■ TO BE DONE
Transcribe every record that appears below, exactly and in full.

■ RECORD SET
***

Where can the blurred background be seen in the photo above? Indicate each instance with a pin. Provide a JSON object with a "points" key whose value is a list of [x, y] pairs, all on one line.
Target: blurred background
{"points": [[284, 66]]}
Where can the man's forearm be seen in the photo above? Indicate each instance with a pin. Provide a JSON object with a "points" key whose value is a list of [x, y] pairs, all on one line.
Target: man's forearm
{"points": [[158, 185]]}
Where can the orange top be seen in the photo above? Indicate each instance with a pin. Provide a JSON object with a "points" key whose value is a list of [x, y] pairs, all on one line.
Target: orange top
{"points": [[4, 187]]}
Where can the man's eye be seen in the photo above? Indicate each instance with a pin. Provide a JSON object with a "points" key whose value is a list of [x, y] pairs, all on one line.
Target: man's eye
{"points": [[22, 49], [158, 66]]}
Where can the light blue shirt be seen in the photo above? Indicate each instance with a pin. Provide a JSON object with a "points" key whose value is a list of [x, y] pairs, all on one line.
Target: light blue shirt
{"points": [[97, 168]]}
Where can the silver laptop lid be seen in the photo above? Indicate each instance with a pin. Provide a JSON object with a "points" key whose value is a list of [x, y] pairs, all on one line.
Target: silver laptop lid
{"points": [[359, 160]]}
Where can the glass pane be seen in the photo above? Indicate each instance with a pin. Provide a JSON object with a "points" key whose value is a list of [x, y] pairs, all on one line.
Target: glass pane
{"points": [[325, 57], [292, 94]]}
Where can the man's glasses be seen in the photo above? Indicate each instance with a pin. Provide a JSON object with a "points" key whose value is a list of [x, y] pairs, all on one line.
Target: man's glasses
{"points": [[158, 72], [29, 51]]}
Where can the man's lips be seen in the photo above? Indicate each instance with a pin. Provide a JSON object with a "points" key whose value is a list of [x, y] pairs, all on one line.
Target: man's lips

***

■ REPLY TO THE EXERCISE
Where can the blurred background be seen in the photo above? Indicate each instance with a pin. Provide a JSON object with a "points" key whose value is a list of [x, y] pairs, all on one line.
Target: blurred background
{"points": [[284, 66]]}
Where can the man's forearm be seen in the photo above? Indicate each instance with a pin. Provide a JSON object with a "points" key whose value is a list of [x, y] pairs, all on one line.
Target: man's forearm
{"points": [[158, 185]]}
Where can the orange top be seen in the photo above? Indicate each instance with a pin. Provide a JSON object with a "points" key whose value is a list of [x, y] pairs, all on one line.
Target: orange top
{"points": [[4, 187]]}
Where can the man's eye be seen in the photo above? Indicate each instance with a pin. Provide a JSON object with a "points" key whose value is a list of [x, y] pairs, all on one line.
Target: man's eye
{"points": [[22, 49], [158, 66]]}
Where can the light blue shirt be seen in the photo above? Indicate each instance with a pin. Provide a JSON object with a "points" key whose value is a list of [x, y] pairs, all on one line.
Target: light blue shirt
{"points": [[97, 168]]}
Where can the silver laptop lid be seen in the photo above? Indicate each instance with a pin. Provide a JSON object with a "points" key whose value is a list of [x, y] pairs, all on one line.
Target: silver laptop lid
{"points": [[359, 160]]}
Where can the glass pane be seen in the photo above? Indicate each instance with a pin. Provide a JSON object with a "points" key whose value is a list of [x, y] pairs, all on one line.
Target: glass pane
{"points": [[325, 57], [292, 94]]}
Where can the man's glasses be seen in the photo above? Indicate each instance with a pin. Provide a JSON object with a "points" key whose value is a list of [x, y] pairs, all on one line.
Target: man's glasses
{"points": [[158, 72], [29, 51]]}
Where can the man's lips be seen in the photo above? Indicate each instance with a pin. Provide a JSON object with a "points" key whose value is a list of [x, y] pairs, all on one line.
Target: man's lips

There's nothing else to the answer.